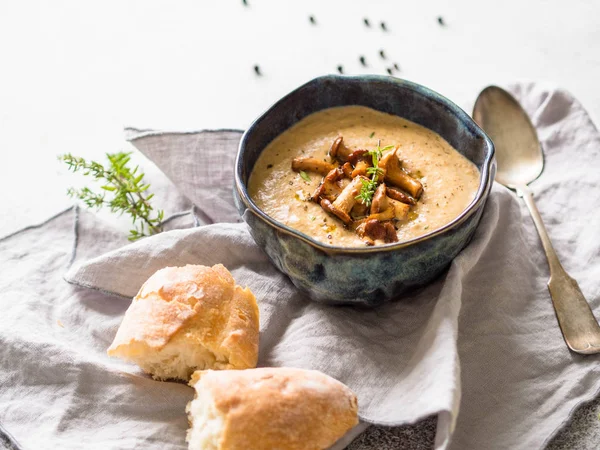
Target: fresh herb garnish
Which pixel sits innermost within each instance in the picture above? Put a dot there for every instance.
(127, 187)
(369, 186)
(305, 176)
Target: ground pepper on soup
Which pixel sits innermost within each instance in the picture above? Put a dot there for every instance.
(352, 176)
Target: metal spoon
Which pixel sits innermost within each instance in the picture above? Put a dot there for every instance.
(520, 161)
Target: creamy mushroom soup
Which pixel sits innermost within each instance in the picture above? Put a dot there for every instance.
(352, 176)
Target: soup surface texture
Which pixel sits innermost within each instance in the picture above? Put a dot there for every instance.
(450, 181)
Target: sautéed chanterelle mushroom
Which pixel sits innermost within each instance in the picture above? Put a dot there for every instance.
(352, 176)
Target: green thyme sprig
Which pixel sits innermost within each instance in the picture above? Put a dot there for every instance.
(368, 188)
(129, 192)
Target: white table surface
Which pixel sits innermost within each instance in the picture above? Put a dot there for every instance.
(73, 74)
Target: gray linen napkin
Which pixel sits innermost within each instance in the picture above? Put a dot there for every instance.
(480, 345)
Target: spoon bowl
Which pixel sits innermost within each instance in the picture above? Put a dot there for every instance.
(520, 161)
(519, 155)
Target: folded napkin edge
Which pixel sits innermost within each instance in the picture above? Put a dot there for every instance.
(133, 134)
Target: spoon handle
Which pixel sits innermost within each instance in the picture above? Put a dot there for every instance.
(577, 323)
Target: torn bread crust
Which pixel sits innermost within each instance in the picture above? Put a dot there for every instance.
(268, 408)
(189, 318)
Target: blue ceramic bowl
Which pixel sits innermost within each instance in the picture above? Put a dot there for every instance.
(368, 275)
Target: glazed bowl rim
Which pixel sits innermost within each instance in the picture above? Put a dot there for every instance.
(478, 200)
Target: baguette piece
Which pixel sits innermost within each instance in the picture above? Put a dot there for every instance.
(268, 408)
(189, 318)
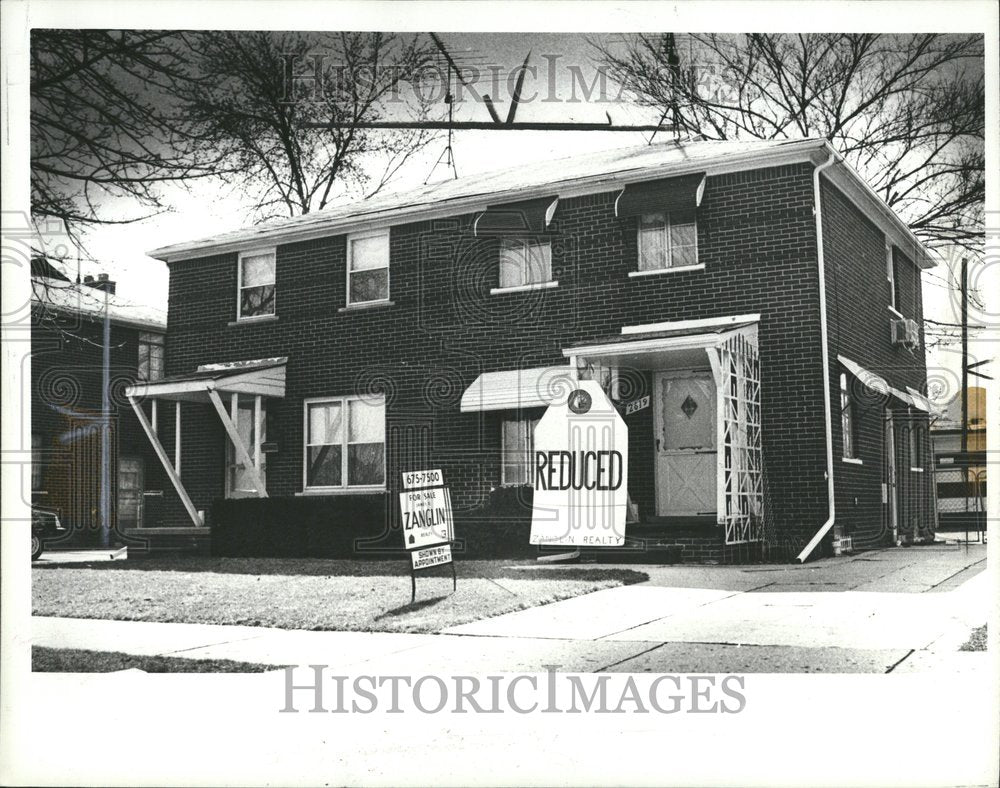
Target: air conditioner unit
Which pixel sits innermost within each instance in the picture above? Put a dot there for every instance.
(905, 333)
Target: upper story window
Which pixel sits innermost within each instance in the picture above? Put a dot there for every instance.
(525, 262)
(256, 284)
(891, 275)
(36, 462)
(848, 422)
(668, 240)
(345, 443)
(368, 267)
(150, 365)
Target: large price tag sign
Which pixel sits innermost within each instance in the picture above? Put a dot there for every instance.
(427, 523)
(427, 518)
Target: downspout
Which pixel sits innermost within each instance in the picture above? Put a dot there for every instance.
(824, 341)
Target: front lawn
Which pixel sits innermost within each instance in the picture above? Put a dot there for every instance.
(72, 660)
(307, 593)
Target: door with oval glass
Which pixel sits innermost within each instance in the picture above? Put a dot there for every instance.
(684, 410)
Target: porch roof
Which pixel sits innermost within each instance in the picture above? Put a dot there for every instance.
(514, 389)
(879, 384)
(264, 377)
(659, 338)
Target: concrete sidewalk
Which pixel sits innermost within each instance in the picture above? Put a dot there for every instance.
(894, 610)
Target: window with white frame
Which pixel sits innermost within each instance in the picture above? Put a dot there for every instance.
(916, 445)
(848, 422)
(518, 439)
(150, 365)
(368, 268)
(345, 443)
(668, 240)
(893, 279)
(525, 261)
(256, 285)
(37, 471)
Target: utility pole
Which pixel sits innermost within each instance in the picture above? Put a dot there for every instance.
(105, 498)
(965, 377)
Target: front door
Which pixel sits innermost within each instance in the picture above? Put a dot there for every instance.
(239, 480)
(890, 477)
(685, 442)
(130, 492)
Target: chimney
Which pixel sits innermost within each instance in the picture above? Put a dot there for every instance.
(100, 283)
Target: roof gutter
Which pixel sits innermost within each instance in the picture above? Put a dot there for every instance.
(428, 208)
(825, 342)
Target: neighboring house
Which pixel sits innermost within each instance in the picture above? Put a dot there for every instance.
++++++++++
◆ **EXERCISE INSTRUCTIONS**: Reproduce the entries above without change, omitting all pictures.

◆ **TASK RESPONSE**:
Target: fresh herb garnish
Which pixel sits innermost within each instance in the picture above? Put a dot there for every instance.
(127, 187)
(369, 186)
(305, 176)
Target: ground pepper on soup
Which pixel sits innermost within each instance in the picture above? Put a dot there for every instance.
(352, 176)
Target: metal spoon
Which pixel sits innermost within each instance in the picture above? Put a dot there for every instance.
(520, 161)
Target: creamy mushroom soup
Which pixel sits innermost within each instance in the picture above? Put a dot there for every instance.
(352, 176)
Target: soup surface texture
Which pixel sits innermost within each instance in the picture above? Put a dot there for every instance.
(450, 181)
Target: sautéed chanterelle mushroom
Which pixel sits innermost within each instance in the picture above? Put a dot there for every instance.
(352, 176)
Target: green thyme sprig
Which pixel sits innermost within each instance in the picture above? Put a dot there for every instance.
(368, 188)
(129, 192)
Target: white table surface
Which pixel sits innermost within each instance in the picture above? Put a dot there for every instance.
(73, 74)
Target: gray linen napkin
Which pixel sits innermost within each instance in the picture above? Put a dot there for every instance.
(480, 345)
Target: spoon bowl
Which pixel sits innermost within each instance in the picture above? Put a dot there for every instance.
(520, 161)
(519, 155)
Target: folded napkin edge
Which pixel sits innermost within each instance in the picture above? Put a dot there for every instance.
(133, 134)
Target: spoon handle
Which pixel sits innermost within each instance in the picture above? Put a dot there for every instance.
(577, 323)
Target: torn bread crust
Which pixel sits innermost within each instance in the picture above? Put a dot there for every instance.
(268, 408)
(189, 318)
Target: blue ceramic bowl
Which pixel sits innermost within each instance in the picture above? Put a dot there for every instance.
(368, 275)
Target: glazed bowl rim
Which pixel sits innermost within each instance in the picture above? Put a dot there for every instance.
(478, 200)
Target: baguette piece
Which pixel sits innermost within each instance in the picture above? Put a dot there for every instance.
(268, 408)
(189, 318)
Target: air conditioner unit
Which pixel sits innermost within each instance in the picture above? Put a dot there for every instance.
(905, 333)
Target: upper story window
Which pixel sits innermost within each instance in the picture above? Put a dot there for every instance.
(525, 262)
(256, 284)
(891, 275)
(36, 462)
(848, 422)
(668, 240)
(345, 443)
(368, 267)
(150, 365)
Target: large price tag sign
Which pixel sits innermost within each instance in the picture above? Put a dot there for every instance.
(427, 523)
(427, 518)
Target: downspout
Which pixel sits innermost within each instance in the picture above? Put a dot there for every instance.
(824, 341)
Target: front lawn
Which pixel sits innermost within each instance in the picture above? Put a dot there for every instance.
(72, 660)
(307, 593)
Target: door with oval glass
Which pixel sits innermost within each instance in the picture above? Put a dot there for every instance.
(684, 410)
Target: porch roof
Which pixel sits innermost within each instance in the picture above? Put a dot there for every instance.
(514, 389)
(879, 384)
(264, 377)
(659, 338)
Target: concrete sidewalk
Which pixel sits innermost within each instance in the picture above? Put a dot there for every instance.
(894, 610)
Target: window with white frame
Which pixel sits innermost within each instance in the picture above? Put a dot there for every instance.
(916, 445)
(848, 422)
(518, 439)
(150, 365)
(368, 268)
(345, 443)
(668, 240)
(893, 279)
(525, 261)
(256, 285)
(37, 471)
Target: utility pole
Which pixel sits innermost within each instance in the picture above? Put a dot there for every instance.
(105, 498)
(965, 377)
Target: front door
Which pixel sits innermost within each instance in the picture above? Put a dot there for every instance.
(239, 480)
(890, 477)
(685, 442)
(130, 492)
Target: chimney
Which pixel sits innermost within each instance in the picture above? Put a dot there for every instance.
(100, 283)
Target: roof gutter
Which pixel sits innermost within each instance in the picture above? Put a dot there for every instance.
(428, 208)
(825, 342)
Target: neighboring house
Which pixel sits innermost within each instance in the picture above? Put a dot there for every instance.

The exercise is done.